--- Work instructions ---
Make an exact copy of every entry, leaving the pictures out.
(Beginning of Recorded information)
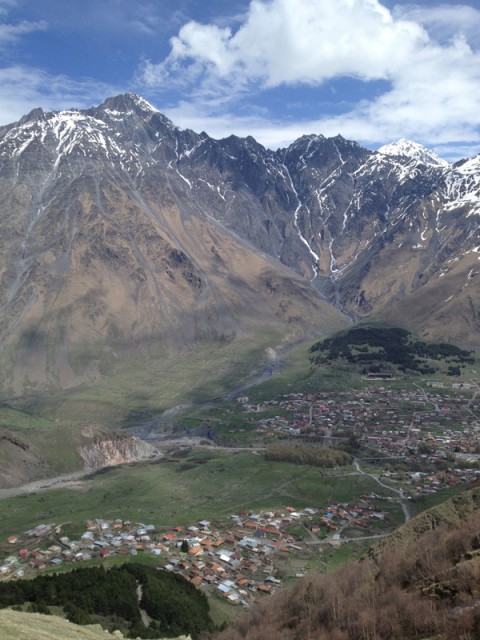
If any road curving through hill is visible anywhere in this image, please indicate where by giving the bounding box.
[353,458,411,523]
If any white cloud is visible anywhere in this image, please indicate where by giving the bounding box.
[139,0,480,158]
[0,3,116,125]
[395,3,480,47]
[0,0,19,17]
[143,0,429,89]
[0,65,117,125]
[0,17,46,46]
[0,0,477,162]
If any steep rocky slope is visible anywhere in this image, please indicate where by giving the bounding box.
[0,95,345,394]
[0,94,478,396]
[279,136,479,343]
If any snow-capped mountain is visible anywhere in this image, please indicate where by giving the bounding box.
[0,94,478,392]
[378,138,449,167]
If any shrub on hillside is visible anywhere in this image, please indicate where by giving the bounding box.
[214,508,480,640]
[265,443,352,467]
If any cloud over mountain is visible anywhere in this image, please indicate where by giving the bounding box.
[140,0,480,158]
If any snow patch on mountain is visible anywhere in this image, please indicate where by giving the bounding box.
[378,139,449,168]
[444,155,480,216]
[454,155,480,176]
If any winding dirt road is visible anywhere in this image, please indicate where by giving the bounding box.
[353,458,411,523]
[0,470,93,500]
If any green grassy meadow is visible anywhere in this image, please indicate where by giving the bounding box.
[38,333,285,426]
[0,451,382,539]
[0,325,477,560]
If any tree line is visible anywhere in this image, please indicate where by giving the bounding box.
[0,563,214,639]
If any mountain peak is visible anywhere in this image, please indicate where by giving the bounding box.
[97,93,158,115]
[378,138,449,167]
[453,153,480,175]
[18,107,45,125]
[91,93,176,135]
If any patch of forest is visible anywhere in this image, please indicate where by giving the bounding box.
(End of Recorded information)
--- Output of the task ---
If any road curving through hill is visible anywhere in this image, please indicate where by giving the bounding box.
[353,458,411,523]
If any white cloud is visible anywhere in this image, please indicate where by giving the bounding box.
[139,0,480,158]
[0,3,116,125]
[395,3,480,47]
[0,0,19,17]
[143,0,429,89]
[0,65,117,125]
[0,17,46,46]
[0,0,477,162]
If any steep rocky slope is visible anywhere in this image, please indicate where by giving the bounding box.
[0,95,345,394]
[0,94,478,396]
[279,136,479,343]
If any snow-capped mountain is visible anywhere in this image, please indicate where by giving the bounding box.
[0,94,478,392]
[378,138,449,167]
If any shrub on hillside is visible anywhere in this image, please indicate where by giving the bounding box.
[214,508,480,640]
[265,443,352,467]
If any cloud over mountain is visible anywhere in this image, please indicate where by giving the bounding box.
[140,0,480,158]
If any snow patch on mountain is visible anywhere in this image, please indicate where by giving the bounding box.
[378,139,449,168]
[444,155,480,216]
[454,155,480,176]
If any winding dirt road is visible anywhere in this image, please indicate where by giving the bounding box.
[353,458,411,523]
[0,470,93,500]
If any green grassy meadow is visible anywhere in this image, please indicate where by giving the bounding box.
[38,333,285,426]
[0,451,382,539]
[0,325,477,560]
If any tree line is visible anywhere in this image, please indicate where by giving the bounding box.
[0,563,214,639]
If any mountain peak is visible anywhere in this image, please indicate where by giving the bounding box.
[97,93,158,115]
[378,138,449,167]
[453,153,480,175]
[18,107,45,125]
[91,93,176,135]
If any patch of forest is visible anywhere in this image, please indicate where by giving the bounding box.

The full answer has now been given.